Available records:
● ● ● ● ●

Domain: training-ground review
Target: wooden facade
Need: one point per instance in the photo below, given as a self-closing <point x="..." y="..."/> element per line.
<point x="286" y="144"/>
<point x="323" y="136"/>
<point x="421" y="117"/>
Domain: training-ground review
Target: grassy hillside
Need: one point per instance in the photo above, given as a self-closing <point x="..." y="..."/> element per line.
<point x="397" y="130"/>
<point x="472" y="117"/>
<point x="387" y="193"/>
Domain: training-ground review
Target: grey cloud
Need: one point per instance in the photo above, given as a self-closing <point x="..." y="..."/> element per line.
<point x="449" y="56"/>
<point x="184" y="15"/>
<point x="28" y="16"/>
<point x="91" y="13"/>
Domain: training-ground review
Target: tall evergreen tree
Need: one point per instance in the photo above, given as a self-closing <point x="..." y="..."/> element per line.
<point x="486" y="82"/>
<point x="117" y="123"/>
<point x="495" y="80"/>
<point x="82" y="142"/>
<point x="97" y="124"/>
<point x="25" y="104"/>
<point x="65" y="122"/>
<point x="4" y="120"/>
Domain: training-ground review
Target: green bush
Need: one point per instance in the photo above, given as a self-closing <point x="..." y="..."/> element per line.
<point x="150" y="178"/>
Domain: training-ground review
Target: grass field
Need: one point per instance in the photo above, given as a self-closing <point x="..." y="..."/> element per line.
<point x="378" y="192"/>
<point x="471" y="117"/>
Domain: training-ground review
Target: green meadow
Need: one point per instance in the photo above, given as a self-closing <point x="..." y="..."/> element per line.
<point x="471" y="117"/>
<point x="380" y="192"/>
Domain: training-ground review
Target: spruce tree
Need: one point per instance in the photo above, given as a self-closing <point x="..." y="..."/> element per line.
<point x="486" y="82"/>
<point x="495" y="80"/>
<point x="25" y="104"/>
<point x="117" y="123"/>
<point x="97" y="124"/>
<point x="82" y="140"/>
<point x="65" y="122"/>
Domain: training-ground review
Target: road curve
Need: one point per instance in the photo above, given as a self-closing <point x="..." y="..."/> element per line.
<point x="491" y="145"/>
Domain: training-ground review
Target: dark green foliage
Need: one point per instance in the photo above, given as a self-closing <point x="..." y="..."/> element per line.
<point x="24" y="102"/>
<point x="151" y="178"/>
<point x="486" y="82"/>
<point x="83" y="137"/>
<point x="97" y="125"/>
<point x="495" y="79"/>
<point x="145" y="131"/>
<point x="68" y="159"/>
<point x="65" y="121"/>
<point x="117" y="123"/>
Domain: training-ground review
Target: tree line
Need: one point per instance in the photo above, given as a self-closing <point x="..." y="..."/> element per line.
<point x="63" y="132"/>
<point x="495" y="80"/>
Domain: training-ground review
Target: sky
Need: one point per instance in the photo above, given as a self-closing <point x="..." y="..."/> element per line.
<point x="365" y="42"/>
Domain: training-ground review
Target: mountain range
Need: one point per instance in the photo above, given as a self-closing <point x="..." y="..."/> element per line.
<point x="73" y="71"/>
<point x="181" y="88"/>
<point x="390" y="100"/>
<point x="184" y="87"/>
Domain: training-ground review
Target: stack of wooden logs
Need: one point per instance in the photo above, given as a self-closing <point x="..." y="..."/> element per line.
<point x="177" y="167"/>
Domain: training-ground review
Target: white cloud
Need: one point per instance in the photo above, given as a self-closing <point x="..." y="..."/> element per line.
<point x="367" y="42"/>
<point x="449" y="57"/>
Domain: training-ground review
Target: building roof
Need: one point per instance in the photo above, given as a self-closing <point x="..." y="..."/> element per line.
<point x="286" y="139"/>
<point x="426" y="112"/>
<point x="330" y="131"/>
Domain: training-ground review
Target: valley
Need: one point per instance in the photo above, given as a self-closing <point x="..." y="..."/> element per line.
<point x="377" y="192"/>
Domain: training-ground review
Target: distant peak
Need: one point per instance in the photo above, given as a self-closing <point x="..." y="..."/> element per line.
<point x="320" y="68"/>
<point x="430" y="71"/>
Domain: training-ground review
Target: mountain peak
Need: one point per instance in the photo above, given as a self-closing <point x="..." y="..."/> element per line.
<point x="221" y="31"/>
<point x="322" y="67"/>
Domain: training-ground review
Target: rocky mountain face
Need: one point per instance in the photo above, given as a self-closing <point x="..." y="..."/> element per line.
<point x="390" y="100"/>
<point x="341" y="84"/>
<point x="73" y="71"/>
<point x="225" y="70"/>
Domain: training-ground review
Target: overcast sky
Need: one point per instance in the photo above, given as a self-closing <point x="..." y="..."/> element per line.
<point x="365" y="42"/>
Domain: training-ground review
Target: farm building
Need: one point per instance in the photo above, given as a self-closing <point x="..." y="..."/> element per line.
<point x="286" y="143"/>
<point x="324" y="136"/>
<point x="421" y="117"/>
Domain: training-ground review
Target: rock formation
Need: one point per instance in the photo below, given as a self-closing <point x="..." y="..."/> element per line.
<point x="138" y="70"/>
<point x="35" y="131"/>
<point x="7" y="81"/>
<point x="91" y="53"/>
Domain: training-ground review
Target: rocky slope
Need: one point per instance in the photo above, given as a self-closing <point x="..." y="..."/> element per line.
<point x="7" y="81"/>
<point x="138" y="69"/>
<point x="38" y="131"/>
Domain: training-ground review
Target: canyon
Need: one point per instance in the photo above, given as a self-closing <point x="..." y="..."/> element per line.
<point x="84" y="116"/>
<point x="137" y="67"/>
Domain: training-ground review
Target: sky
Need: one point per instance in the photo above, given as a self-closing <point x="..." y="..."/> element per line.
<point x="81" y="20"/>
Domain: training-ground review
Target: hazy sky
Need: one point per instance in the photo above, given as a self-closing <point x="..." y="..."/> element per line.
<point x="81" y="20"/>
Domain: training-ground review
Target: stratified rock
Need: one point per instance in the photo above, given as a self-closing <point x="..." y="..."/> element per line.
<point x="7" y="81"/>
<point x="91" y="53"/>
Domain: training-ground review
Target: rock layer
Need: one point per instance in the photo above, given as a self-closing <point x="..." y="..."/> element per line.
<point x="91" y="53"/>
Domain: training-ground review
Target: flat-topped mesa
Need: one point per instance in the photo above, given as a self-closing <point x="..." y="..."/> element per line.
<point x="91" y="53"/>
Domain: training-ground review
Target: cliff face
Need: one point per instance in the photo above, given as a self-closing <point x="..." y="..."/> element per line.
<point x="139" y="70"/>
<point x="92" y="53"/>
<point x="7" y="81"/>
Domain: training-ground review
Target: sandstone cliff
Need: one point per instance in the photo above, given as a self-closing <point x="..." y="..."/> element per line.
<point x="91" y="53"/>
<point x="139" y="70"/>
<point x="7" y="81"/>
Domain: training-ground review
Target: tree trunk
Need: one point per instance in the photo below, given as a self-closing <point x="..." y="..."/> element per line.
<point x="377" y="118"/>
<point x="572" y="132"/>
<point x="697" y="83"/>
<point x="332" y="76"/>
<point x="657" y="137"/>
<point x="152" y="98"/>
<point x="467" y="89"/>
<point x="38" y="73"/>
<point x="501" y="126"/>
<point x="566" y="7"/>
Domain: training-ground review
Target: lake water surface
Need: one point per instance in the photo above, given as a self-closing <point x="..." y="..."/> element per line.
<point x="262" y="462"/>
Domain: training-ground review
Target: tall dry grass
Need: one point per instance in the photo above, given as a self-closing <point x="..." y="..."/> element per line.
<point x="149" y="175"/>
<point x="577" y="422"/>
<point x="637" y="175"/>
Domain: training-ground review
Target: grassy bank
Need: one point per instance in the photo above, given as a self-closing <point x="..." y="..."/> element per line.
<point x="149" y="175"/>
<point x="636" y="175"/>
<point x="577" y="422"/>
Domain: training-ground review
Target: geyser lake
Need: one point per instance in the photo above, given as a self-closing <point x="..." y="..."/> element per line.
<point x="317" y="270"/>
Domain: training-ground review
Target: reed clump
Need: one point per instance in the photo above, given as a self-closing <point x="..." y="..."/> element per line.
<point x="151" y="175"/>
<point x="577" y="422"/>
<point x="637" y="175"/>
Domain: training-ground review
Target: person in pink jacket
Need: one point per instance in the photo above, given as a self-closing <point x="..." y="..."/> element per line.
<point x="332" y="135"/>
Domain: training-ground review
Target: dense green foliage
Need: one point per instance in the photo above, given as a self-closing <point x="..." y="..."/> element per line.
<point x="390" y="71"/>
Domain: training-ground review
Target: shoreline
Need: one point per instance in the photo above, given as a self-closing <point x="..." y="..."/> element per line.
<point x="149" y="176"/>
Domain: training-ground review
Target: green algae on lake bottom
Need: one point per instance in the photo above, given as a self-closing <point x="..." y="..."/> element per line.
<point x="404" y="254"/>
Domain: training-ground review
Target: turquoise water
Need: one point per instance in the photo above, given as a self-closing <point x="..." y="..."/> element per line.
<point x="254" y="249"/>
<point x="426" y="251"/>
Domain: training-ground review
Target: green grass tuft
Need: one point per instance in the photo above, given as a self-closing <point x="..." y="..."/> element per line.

● ● ● ● ●

Task objective:
Report how many of the lines above contain the string "foliage", treating uppercase and lowercase letters as different. Give only the number.

Completed exercise:
2